(Photo object pointing records)
-- BEGIN --
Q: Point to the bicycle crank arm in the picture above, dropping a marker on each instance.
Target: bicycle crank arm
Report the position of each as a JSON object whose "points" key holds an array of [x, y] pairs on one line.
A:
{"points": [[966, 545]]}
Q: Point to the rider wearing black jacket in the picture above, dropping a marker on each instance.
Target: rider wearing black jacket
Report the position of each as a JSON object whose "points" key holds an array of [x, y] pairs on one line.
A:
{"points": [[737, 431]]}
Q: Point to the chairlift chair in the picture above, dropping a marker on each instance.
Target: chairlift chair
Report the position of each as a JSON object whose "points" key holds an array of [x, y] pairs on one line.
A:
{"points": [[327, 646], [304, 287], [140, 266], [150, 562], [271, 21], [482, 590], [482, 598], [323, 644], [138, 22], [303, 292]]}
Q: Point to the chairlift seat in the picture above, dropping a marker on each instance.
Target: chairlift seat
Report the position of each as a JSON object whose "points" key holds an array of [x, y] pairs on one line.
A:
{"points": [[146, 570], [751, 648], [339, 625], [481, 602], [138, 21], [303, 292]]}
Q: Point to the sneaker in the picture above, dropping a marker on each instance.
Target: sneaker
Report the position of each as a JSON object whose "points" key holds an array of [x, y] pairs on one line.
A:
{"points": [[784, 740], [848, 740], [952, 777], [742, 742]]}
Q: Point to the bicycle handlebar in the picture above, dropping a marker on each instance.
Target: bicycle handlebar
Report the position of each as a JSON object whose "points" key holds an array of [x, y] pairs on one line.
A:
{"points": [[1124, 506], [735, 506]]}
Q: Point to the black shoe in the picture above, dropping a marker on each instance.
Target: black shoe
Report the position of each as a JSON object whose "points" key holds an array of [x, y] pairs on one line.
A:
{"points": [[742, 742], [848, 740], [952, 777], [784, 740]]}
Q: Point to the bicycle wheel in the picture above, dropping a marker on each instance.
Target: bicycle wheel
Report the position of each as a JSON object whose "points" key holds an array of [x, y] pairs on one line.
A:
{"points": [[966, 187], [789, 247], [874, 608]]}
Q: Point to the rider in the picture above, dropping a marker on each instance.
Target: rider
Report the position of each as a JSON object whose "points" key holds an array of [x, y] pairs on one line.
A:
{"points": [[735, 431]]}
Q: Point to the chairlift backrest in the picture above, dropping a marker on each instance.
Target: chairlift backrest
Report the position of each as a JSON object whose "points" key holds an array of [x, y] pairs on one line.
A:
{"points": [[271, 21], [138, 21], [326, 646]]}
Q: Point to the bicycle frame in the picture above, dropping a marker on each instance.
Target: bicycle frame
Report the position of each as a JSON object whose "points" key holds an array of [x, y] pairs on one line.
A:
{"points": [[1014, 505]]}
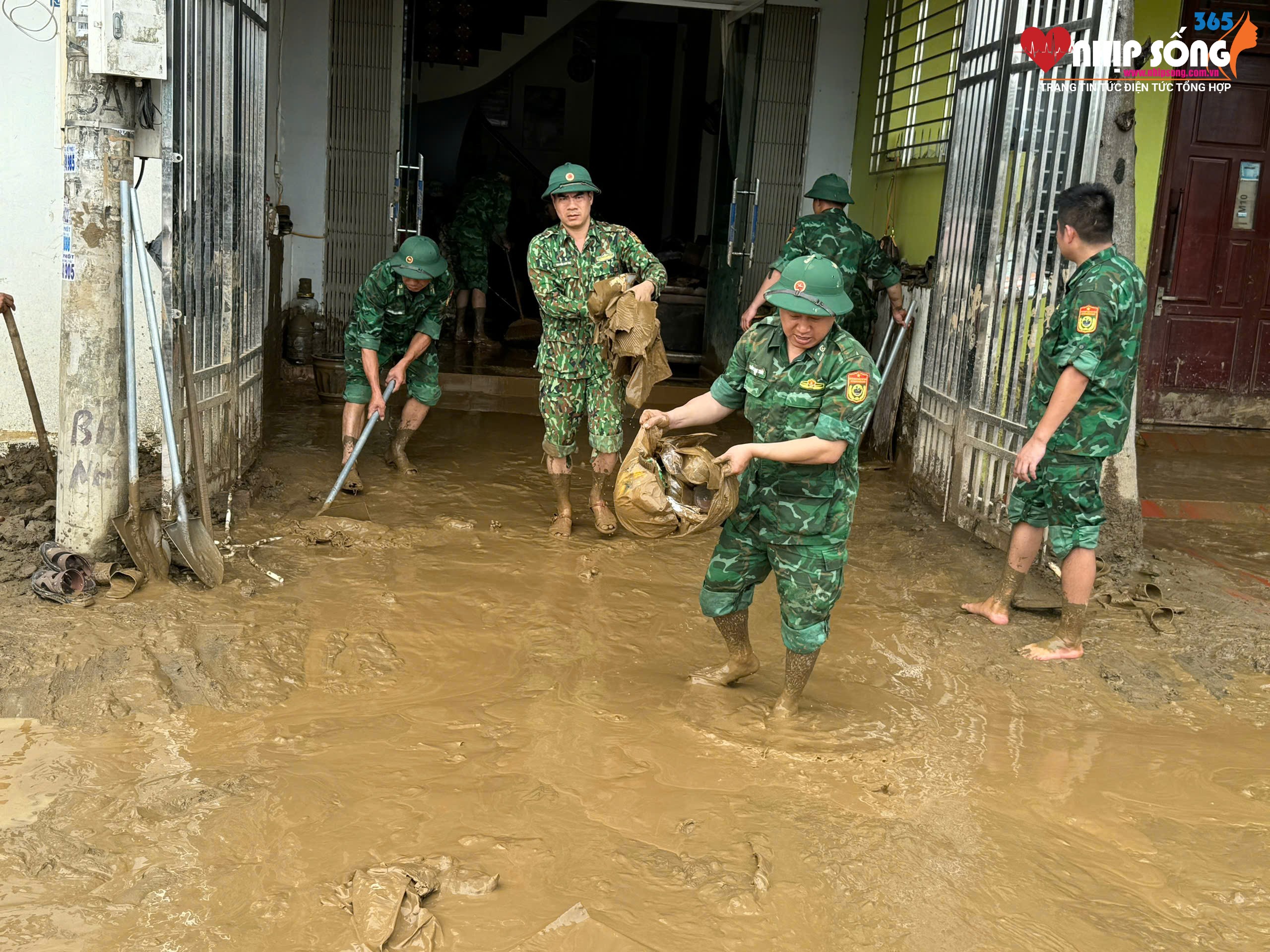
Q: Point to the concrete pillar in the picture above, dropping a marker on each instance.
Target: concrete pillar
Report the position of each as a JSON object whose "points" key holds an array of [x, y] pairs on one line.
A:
{"points": [[92, 466]]}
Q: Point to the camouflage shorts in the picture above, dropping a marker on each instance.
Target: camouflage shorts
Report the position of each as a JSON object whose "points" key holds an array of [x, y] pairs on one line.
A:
{"points": [[808, 581], [472, 258], [564, 403], [422, 377], [1066, 498]]}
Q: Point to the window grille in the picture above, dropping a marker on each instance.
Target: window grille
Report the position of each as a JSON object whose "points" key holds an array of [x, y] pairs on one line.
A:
{"points": [[920, 54]]}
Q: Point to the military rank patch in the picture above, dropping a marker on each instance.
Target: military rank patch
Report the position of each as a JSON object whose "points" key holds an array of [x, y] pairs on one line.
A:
{"points": [[858, 386], [1087, 320]]}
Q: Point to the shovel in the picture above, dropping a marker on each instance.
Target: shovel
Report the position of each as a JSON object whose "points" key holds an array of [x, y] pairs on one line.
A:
{"points": [[521, 329], [352, 457], [140, 530], [191, 538]]}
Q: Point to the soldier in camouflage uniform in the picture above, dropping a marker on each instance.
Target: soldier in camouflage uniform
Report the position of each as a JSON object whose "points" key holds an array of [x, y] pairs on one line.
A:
{"points": [[564, 263], [1079, 416], [808, 388], [397, 316], [828, 232], [480, 220]]}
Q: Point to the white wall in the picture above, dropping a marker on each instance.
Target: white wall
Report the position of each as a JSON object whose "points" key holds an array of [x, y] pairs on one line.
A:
{"points": [[836, 92], [32, 193], [300, 76], [31, 224]]}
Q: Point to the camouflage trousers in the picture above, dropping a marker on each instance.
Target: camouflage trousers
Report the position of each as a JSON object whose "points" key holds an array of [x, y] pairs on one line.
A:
{"points": [[1065, 497], [564, 402], [808, 581], [472, 257], [422, 377]]}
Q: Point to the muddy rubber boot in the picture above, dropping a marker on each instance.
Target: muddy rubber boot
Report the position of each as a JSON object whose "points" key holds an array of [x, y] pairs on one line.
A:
{"points": [[482, 338], [562, 524]]}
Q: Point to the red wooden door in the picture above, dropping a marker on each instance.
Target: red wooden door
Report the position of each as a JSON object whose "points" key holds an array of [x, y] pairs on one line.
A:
{"points": [[1207, 345]]}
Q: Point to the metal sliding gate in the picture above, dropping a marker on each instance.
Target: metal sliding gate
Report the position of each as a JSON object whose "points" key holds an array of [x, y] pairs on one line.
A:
{"points": [[361, 151], [1017, 141], [216, 257]]}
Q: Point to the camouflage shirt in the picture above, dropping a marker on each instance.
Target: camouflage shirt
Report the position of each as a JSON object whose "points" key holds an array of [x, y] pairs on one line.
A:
{"points": [[386, 314], [484, 206], [1096, 329], [829, 393], [563, 278]]}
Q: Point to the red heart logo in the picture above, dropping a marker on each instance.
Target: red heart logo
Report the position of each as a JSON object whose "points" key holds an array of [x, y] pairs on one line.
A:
{"points": [[1046, 49]]}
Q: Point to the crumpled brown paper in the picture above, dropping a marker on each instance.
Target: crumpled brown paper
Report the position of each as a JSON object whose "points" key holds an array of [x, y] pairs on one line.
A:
{"points": [[386, 901], [631, 336], [672, 485]]}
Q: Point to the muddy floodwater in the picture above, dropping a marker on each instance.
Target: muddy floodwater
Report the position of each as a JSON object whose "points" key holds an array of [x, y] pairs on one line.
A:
{"points": [[192, 770]]}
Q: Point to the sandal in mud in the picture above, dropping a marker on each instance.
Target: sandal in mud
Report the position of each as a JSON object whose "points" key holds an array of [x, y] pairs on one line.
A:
{"points": [[62, 559], [562, 526], [67, 587], [606, 524]]}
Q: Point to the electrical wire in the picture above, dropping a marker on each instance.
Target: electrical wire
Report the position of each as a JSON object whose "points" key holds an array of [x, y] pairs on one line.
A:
{"points": [[32, 32]]}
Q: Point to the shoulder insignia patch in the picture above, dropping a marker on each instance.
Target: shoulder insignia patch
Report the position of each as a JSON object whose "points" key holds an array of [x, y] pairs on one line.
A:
{"points": [[858, 386]]}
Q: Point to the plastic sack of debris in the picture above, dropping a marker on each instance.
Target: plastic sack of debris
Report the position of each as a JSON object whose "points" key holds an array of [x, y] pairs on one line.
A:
{"points": [[672, 486], [631, 334]]}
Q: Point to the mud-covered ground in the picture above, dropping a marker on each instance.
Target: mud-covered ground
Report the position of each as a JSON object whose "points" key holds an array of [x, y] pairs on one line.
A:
{"points": [[193, 770]]}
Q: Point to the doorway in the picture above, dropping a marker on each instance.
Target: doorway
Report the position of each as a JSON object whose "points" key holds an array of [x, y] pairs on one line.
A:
{"points": [[1207, 343]]}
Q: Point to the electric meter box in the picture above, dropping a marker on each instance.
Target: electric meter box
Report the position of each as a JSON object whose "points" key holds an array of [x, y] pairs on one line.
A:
{"points": [[127, 39]]}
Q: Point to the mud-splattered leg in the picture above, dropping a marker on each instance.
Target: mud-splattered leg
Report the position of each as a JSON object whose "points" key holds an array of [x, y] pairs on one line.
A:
{"points": [[562, 524], [1024, 545], [798, 672], [412, 418], [605, 472], [741, 656], [355, 418]]}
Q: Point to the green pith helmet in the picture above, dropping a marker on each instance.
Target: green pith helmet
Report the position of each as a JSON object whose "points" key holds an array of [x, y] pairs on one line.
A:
{"points": [[420, 258], [570, 178], [811, 285], [831, 188]]}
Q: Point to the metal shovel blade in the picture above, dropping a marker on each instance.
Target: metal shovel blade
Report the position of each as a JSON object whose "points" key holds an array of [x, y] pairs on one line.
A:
{"points": [[143, 538], [197, 550]]}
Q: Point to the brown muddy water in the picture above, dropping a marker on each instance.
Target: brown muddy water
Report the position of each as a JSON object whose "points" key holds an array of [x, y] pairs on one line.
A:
{"points": [[194, 770]]}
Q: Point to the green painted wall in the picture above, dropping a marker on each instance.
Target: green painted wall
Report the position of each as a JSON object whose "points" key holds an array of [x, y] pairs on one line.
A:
{"points": [[913, 196], [1157, 21]]}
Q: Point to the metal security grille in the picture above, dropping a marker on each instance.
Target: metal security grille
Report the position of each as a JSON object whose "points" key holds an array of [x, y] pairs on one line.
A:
{"points": [[920, 49], [1017, 141], [215, 262], [780, 132], [361, 151]]}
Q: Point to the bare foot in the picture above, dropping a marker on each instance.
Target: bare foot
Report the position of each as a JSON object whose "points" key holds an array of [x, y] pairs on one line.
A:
{"points": [[990, 608], [728, 673], [1052, 651], [785, 708], [353, 483]]}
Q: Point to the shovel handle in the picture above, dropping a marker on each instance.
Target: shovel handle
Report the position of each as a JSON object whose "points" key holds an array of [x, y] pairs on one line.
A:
{"points": [[357, 448]]}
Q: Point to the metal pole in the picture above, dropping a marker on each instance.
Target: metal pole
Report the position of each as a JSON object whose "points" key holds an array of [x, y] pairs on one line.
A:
{"points": [[169, 429], [130, 347]]}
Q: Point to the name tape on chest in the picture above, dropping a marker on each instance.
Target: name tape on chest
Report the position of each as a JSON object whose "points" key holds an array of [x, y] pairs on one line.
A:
{"points": [[858, 386]]}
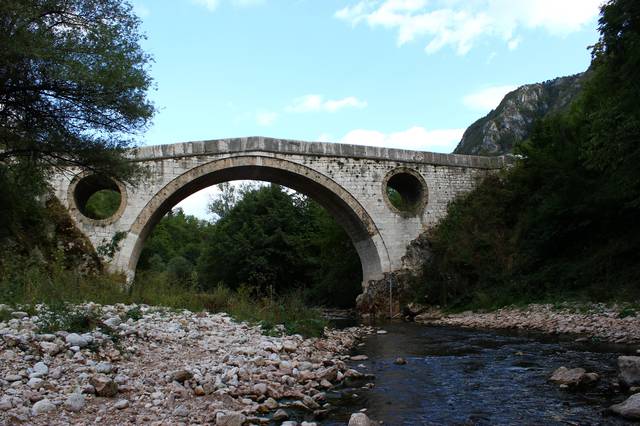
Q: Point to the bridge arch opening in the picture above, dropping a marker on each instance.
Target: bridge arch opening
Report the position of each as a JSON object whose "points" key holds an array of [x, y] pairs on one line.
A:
{"points": [[333, 198], [96, 199]]}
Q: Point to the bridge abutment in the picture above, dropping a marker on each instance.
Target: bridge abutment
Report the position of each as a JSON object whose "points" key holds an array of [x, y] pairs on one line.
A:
{"points": [[383, 198]]}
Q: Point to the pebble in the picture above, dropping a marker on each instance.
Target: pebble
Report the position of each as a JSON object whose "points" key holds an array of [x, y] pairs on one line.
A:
{"points": [[75, 340], [598, 321], [104, 367], [121, 404], [245, 371], [42, 406], [280, 415], [181, 411], [74, 402]]}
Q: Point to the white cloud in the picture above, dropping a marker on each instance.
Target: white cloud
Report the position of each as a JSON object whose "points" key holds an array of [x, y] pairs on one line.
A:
{"points": [[266, 118], [415, 138], [141, 10], [212, 5], [514, 43], [209, 4], [248, 3], [459, 24], [317, 103], [196, 204], [486, 99]]}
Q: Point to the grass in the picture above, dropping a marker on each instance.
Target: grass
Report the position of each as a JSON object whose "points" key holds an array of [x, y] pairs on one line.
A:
{"points": [[28, 282]]}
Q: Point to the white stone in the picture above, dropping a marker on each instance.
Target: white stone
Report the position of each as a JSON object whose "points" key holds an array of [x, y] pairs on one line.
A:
{"points": [[74, 339], [43, 406], [74, 402]]}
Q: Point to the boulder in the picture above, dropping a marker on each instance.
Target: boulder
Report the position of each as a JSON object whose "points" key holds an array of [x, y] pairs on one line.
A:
{"points": [[103, 385], [629, 370], [121, 404], [574, 377], [181, 411], [74, 339], [359, 419], [181, 375], [75, 402], [630, 408], [230, 419], [104, 367]]}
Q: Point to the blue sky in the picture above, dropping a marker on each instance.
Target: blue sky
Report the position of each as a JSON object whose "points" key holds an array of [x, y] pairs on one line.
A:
{"points": [[401, 73]]}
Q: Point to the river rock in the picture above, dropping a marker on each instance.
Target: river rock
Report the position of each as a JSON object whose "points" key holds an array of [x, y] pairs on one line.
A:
{"points": [[630, 408], [50, 348], [359, 419], [35, 383], [629, 370], [359, 358], [181, 375], [104, 367], [121, 404], [289, 346], [40, 369], [103, 385], [181, 411], [5, 403], [271, 403], [230, 419], [260, 388], [74, 339], [574, 377], [43, 406], [74, 402], [428, 315]]}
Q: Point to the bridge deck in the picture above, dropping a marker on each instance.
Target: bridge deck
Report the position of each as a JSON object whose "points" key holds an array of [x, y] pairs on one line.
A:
{"points": [[326, 149]]}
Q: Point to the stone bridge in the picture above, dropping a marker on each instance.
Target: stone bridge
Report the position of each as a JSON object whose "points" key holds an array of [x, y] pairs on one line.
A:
{"points": [[352, 182]]}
-- END --
Word for word, quote the lines from the line containing "Q: Point to the white stone" through the end of the material, both included, and nothing else.

Q: Point to the white stone in the picture above, dropping a marker on each instance.
Target: white stone
Report the position of each as a JSON object whose "points" key holds an array of [x, y] pairs on one line.
A:
{"points": [[74, 339], [43, 406], [74, 402]]}
Q: Point to the boulder in the picture above, dropping a marker on each instance.
Target: boulder
Report the position of each as a JSON object whose "points" key holds an array of [x, y] pairs on one line.
A:
{"points": [[103, 385], [629, 370], [121, 404], [574, 377], [181, 411], [74, 339], [359, 419], [181, 375], [75, 402], [630, 408], [230, 419], [104, 367]]}
Q: Point to the blue sky in the picture above, dropping a marker on each instance.
Target: blue sky
Report the position of each as a JSON object whose "points" key holds an array of [x, y] pairs on one line.
A:
{"points": [[401, 73]]}
Q: Point to the river rock in the picture above, dropping a marker on each instance.
Target: river rock
Report the position of each as a JSON object whose "points" key holds an array of [x, y] pairs on one line.
A:
{"points": [[630, 408], [50, 348], [359, 419], [35, 383], [629, 370], [359, 358], [181, 375], [104, 367], [121, 404], [289, 346], [40, 369], [103, 385], [181, 411], [5, 403], [271, 403], [230, 419], [260, 388], [74, 339], [574, 377], [43, 406], [74, 402], [428, 315]]}
Q: Point to the bridge deck in the picture above, dropping a marker on each instance.
Target: bridge deck
Report the position of each as a JSON object whose "points" key holds an array of [x, y] pairs on one line.
A:
{"points": [[326, 149]]}
Q: Point to the stone bridge in the picture above, dropping a marker on each instance.
Target: stone bridge
Report the position of each as a JSON object whose "points" key holds an array of [x, y] pairs on one line.
A:
{"points": [[352, 182]]}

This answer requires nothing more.